### SHORT EXERCISE:
Print, unchanged, the part of the items that opens with their first line and closes with the line containing "[152, 291, 203, 360]", including both of those lines.

─── PROVIDED MATERIAL

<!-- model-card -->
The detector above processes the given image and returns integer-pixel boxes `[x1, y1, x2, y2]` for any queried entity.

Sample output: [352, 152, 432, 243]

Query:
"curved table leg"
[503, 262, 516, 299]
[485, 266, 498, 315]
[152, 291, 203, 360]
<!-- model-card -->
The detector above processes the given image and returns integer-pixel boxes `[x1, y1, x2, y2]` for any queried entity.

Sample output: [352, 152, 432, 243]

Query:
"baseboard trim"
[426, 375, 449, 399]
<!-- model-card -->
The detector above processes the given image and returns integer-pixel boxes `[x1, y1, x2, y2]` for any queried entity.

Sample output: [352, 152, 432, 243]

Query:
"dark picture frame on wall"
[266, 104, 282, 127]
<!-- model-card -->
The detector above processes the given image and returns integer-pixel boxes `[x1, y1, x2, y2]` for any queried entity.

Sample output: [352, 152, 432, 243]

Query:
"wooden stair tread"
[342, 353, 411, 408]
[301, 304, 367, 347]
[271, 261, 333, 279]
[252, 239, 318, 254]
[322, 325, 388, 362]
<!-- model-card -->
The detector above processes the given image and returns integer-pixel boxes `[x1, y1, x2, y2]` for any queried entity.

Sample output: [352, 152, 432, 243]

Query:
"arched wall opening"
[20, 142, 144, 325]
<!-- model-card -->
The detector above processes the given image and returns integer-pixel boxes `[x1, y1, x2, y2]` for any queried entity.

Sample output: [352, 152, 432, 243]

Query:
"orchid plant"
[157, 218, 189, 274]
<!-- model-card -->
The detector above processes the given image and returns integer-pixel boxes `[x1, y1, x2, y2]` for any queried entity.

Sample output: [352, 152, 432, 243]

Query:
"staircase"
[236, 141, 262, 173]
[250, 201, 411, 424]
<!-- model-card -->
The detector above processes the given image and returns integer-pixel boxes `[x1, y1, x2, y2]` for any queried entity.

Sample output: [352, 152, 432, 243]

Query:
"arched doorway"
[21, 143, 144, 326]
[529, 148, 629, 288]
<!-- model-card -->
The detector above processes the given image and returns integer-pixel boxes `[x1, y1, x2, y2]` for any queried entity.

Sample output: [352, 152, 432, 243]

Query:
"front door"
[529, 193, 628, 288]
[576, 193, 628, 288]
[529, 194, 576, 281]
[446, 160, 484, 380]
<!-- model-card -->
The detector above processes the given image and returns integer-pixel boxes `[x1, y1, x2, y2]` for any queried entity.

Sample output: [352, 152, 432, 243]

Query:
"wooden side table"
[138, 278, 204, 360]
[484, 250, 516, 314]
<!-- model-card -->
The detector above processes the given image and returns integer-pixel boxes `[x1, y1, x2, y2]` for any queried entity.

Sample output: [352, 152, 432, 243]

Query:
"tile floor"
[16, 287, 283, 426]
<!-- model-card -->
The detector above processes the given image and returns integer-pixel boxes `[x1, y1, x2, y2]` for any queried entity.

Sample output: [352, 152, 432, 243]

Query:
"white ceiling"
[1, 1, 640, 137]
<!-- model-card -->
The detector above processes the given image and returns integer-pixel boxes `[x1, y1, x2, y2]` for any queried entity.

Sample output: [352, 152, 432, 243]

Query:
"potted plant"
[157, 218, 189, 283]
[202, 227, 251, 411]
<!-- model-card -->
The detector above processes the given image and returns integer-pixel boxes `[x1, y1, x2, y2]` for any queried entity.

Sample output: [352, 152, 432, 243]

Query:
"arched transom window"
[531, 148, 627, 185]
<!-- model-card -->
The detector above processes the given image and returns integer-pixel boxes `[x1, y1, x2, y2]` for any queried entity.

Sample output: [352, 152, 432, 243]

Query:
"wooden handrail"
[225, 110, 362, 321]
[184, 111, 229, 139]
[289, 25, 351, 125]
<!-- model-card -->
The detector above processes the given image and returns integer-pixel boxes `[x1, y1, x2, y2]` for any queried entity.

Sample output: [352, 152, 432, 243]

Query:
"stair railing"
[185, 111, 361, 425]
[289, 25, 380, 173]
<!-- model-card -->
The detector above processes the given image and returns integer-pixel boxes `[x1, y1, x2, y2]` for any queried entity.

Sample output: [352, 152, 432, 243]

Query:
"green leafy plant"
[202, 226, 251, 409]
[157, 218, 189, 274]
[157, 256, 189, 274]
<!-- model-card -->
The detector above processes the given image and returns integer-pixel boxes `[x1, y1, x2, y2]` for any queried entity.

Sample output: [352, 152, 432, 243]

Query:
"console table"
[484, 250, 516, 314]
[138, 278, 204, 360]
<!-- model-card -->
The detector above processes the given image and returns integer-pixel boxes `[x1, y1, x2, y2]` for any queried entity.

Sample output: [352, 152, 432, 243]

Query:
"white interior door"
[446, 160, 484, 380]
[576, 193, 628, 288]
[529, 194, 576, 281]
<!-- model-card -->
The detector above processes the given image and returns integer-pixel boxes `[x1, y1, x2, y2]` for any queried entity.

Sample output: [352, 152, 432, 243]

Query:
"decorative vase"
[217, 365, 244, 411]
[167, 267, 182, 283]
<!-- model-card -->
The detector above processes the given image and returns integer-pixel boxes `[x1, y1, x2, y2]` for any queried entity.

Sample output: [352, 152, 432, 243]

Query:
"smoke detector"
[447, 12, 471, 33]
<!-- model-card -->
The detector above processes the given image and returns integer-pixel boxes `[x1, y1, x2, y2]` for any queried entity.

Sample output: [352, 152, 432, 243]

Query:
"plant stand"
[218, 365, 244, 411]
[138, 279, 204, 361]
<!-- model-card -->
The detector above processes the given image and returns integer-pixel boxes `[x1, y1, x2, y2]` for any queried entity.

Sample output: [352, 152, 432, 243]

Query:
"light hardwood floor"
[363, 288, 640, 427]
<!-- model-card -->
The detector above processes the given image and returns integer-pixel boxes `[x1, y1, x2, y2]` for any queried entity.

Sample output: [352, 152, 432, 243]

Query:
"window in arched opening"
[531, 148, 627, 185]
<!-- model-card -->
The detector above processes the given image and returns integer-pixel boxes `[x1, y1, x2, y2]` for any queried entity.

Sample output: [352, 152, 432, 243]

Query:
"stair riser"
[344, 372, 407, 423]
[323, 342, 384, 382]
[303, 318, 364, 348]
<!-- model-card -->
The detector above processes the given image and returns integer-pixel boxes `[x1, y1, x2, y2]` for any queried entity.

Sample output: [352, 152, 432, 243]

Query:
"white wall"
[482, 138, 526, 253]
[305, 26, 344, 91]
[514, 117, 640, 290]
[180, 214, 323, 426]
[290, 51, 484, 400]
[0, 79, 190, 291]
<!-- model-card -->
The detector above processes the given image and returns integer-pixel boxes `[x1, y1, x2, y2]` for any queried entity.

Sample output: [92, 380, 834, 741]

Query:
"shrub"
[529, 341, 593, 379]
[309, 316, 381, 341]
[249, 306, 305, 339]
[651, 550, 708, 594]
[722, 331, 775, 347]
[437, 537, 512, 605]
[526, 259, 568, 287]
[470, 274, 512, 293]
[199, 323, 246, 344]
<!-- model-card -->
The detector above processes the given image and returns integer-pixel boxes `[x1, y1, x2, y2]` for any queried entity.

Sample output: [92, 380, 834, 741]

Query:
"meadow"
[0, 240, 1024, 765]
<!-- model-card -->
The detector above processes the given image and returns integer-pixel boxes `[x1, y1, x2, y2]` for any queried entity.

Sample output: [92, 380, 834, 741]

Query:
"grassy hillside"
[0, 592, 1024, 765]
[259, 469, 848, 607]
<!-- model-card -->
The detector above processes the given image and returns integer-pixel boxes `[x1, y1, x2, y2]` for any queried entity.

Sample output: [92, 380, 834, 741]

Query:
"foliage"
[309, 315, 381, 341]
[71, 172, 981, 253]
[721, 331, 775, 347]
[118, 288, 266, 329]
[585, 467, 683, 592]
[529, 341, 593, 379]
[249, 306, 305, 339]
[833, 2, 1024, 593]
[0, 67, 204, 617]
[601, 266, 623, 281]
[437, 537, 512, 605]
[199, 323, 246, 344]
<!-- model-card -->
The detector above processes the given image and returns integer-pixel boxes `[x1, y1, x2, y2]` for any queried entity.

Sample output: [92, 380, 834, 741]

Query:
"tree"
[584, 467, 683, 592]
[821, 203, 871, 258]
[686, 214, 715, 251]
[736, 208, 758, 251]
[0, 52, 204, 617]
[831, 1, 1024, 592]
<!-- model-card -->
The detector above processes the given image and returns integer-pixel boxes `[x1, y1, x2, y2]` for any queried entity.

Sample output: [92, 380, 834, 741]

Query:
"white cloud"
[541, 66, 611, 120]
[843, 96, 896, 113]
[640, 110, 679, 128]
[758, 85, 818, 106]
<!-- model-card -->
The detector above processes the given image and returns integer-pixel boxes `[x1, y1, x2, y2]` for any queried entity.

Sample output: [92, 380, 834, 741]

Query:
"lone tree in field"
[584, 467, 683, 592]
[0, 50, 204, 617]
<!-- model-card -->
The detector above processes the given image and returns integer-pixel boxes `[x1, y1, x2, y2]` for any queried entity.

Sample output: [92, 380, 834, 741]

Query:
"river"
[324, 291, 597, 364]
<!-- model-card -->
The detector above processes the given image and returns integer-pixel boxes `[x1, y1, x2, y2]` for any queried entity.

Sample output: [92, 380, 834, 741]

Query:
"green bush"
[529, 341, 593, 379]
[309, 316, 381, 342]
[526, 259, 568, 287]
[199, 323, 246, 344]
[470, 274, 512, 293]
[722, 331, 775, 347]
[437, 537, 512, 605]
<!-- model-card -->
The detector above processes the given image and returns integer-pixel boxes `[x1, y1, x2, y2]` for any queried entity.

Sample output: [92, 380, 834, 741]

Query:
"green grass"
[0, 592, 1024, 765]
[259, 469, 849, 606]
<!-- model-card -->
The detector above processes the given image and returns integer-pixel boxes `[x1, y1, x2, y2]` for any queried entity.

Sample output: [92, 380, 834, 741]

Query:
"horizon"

──────

### EXPECTED OUTPUT:
<!-- model-card -->
The detector above processes the given image and returns integer-pixel boxes `[x1, y1, x2, y2]` for any queried entity.

Sample output: [352, 152, 432, 243]

Query:
"curved table leg"
[503, 262, 516, 299]
[485, 266, 498, 315]
[152, 291, 203, 360]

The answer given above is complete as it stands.